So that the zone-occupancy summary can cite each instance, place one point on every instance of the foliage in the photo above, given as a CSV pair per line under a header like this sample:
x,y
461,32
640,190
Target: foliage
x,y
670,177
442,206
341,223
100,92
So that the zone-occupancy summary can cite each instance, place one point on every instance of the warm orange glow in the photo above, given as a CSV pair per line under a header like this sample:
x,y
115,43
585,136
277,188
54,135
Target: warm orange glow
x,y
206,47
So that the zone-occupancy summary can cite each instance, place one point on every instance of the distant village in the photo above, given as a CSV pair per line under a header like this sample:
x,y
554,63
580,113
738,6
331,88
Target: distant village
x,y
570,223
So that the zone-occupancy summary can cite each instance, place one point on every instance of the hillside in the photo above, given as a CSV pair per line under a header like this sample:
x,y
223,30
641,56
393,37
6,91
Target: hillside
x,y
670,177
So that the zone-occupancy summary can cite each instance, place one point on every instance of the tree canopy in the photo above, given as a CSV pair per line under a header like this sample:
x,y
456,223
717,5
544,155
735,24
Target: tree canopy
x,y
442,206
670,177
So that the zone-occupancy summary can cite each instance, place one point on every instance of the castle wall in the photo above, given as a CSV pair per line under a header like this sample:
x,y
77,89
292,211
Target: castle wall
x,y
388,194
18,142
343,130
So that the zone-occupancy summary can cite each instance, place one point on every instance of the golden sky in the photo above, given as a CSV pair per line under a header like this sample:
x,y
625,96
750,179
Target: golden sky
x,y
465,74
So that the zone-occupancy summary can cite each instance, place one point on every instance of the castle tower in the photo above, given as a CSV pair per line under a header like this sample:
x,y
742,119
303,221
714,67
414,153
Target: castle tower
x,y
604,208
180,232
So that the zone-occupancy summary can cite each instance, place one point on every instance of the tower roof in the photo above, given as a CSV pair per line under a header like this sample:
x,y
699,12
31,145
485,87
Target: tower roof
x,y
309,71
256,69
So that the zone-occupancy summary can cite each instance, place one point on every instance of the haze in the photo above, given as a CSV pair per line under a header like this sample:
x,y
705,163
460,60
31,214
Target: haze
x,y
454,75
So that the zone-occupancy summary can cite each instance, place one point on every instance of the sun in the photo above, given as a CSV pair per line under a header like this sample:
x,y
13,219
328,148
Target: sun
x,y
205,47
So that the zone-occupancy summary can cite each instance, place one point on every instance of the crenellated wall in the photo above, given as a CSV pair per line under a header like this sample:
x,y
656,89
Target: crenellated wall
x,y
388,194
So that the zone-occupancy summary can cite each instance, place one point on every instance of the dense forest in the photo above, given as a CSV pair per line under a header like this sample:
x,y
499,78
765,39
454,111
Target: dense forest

# # # #

◆ Task goal:
Check each line of the records for the word "dense" and extract those that contain it.

◆ Response for this exercise:
So that the zone-occupancy summary can cite each instance, place one point on every instance of the dense forest in the photo above, given as a CSV pair per line under a header like this sample:
Target: dense forest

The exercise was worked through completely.